She also plans to continue her work to combat climate change, and she pledges to improve Vermont’s public education system. And she doesn’t plan for the governorship to just be a steppingstone to a higher office.
“With the Electric Cooperative, one of the things I did when I took over the company that was really floundering is put together a 10-year plan and carry that plan out,” Hallquist said. “The state needs a 10-year plan and a 20-year vision. So I’m committed to stay to see that plan carried out. And the vision should go beyond any governor.”
Growing up in B’ville
Hallquist said she owes a lot to the little village on the river she once called home.
“I think my faith in people was very much framed by my upbringing and community in Baldwinsville,” she said.
Hallquist and her siblings started at St. Mary’s Catholic School, then moved into the public school system when Hallquist was in eighth grade.
“We lived at I think 74 Oswego St., so we were halfway between the school and the center of the village,” she recalled. “We lived in the perfect location, from my perspective.”
Hallquist remembers walking to school with her brothers and sisters in a neighborhood where the children and their parents had a number of close friends. It was a good life — but she knew something was amiss.
“I didn’t know what to call it, but I was different,” she said. “I was a transgender child. I certainly had some struggles related to that.”
Whatever her hardships, Hallquist had the full support of her parents. Her father, an engineer, and her mother, whom she called “very much an activist,” instilled in her a confidence in herself and in the world around her.
“In the adolescent times, knowing that I was different, I still knew that I was loved and supported,” she said. “And that was very, very powerful. That’s what carried me through life.”
Hallquist graduated from C.W. Baker High School in 1974. She credits the neighbors in B’ville who gave her odd jobs as a teenager who helped her to develop a strong work ethic, as well as her job at Radio Shack, which ultimately helped her pay her way through Mohawk Valley Community College in Utica.
At 20, she moved to Vermont and completed an in-house training program for associate’s degree technicians to advance to the role of engineer at Digital Equipment Corporation. After stints at IBM and Digital Equipment Corporation and as an independent consultant, Hallquist ultimately ended up as CEO of the Vermont Electric Cooperative. Now she’s running for office to give Vermont’s youth the same opportunities she once had.
“I like to remind our young people today that the way they’re living is not the way we lived. We had it much better,” Hallquist said. “And our young people should demand, and demand at the voting booth, we restore their opportunity.”
Making a run for it
While the primary reflects the campaign’s forward momentum, Hallquist wasn’t always so hopeful about the future. She said she went into a “political depression” after the 2016 election. While the Women’s March in 2017 and the Climate March later that year helped, she still wasn’t spurred to action.
“I looked at Vermont, and I was in denial because Vermont’s such a wonderful, loving state,” she said. “But in late 2017, we started to see white supremacist activity in Vermont, which we hadn’t seen since the early ‘80s.”
Hallquist said the governor was also using divisive rhetoric.
It was at a youth march on Jan. 20, 2018, that Hallquist made the decision to run for governor.
“I listened to these four high school seniors, women, that called themselves Muslim Girls Making Change, and they did slam poetry on what it’s like to be Muslim in Vermont. And I cried because I realized those women went to school everyday and they faced discrimination and harassment from their peers.” Hallquist recalled. “So I realized, thousands of Vermonters before me gave up their lives for freedom. The least I could do was give up my career and maybe my retirement.”

→ **Written request 1**: Update the part of the article about Hallquist from "She also plans" to "once called home.", replacing "steppingstone" with "stepping stone".
The article and the records are unrelated to each other.

Saved data entries:
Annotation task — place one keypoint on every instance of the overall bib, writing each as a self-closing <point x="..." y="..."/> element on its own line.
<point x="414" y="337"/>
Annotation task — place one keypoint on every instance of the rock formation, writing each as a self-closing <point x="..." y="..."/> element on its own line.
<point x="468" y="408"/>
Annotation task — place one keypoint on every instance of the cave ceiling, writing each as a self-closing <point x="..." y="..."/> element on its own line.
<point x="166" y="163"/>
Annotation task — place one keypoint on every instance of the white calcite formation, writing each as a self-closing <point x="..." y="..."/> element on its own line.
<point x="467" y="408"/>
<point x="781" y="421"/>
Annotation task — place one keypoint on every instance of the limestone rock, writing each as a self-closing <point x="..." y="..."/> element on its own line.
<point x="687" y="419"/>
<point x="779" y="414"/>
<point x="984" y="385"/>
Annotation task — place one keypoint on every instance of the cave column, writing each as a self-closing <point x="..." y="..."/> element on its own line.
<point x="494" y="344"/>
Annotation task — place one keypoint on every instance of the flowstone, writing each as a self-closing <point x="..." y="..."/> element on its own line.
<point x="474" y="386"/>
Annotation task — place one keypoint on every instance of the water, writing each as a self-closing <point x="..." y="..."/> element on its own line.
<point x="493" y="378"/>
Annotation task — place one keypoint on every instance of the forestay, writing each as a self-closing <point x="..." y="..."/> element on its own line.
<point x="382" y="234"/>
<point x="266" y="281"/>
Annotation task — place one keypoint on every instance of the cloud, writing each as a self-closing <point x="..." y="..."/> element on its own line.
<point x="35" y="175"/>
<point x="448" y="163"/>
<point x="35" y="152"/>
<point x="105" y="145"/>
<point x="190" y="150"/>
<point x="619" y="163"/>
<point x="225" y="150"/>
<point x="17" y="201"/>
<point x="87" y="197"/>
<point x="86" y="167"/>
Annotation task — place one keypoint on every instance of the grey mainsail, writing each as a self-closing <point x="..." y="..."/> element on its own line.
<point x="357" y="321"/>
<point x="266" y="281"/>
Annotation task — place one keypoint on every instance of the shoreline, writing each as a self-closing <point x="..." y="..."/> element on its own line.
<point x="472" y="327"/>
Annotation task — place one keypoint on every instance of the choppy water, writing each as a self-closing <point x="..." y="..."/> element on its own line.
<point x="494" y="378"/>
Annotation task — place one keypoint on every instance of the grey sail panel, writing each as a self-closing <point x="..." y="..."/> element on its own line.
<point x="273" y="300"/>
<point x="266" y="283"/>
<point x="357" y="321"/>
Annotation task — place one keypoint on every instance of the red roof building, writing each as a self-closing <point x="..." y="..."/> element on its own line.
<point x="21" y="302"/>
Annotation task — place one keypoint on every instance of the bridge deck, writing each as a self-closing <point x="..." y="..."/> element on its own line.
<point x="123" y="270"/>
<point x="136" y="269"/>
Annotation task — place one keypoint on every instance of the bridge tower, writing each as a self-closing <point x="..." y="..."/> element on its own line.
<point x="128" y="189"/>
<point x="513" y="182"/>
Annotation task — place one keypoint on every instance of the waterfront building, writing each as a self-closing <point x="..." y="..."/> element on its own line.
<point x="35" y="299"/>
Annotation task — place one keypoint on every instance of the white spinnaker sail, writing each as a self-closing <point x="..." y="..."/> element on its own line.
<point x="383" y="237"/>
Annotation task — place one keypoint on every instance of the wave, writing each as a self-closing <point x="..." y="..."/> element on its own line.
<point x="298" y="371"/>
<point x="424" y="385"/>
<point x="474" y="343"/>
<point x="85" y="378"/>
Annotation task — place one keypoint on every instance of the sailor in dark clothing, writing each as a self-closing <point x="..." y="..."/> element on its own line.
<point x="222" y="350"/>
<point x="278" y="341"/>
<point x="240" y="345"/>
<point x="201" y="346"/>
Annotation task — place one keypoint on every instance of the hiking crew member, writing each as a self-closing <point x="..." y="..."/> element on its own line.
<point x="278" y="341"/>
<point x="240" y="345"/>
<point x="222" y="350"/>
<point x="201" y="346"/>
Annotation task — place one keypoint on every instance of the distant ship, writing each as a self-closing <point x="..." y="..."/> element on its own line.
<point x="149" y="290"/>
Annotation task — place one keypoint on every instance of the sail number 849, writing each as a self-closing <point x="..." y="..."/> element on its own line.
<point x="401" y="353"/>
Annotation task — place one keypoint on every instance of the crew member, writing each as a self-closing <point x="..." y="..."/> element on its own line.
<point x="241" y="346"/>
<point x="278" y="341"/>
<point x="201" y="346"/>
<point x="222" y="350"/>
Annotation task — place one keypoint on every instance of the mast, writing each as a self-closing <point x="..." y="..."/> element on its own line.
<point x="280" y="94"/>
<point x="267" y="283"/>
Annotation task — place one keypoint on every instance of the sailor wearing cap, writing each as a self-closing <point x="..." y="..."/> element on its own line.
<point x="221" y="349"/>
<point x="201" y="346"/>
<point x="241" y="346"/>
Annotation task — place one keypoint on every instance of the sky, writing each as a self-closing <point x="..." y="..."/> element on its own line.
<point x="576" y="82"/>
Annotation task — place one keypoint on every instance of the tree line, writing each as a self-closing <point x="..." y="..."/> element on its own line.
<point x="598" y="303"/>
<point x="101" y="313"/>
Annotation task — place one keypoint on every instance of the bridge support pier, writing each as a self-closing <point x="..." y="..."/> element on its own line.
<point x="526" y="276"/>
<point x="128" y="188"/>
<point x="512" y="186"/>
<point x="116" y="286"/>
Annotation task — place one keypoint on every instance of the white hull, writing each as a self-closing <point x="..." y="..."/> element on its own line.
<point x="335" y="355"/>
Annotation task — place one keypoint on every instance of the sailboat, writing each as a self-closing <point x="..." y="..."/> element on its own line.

→ **Written request 2**: Return every line of the records that contains the string "member", matching case exactly.

→ **Task result 1**:
She also plans to continue her work to combat climate change, and she pledges to improve Vermont’s public education system. And she doesn’t plan for the governorship to just be a stepping stone to a higher office.
“With the Electric Cooperative, one of the things I did when I took over the company that was really floundering is put together a 10-year plan and carry that plan out,” Hallquist said. “The state needs a 10-year plan and a 20-year vision. So I’m committed to stay to see that plan carried out. And the vision should go beyond any governor.”
Growing up in B’ville
Hallquist said she owes a lot to the little village on the river she once called home.

→ **Task result 2**:
Annotation task — place one keypoint on every instance of the hiking crew member, writing each as a self-closing <point x="..." y="..."/> element on its own line.
Annotation task — place one keypoint on every instance of the crew member, writing each as a self-closing <point x="..." y="..."/> element on its own line.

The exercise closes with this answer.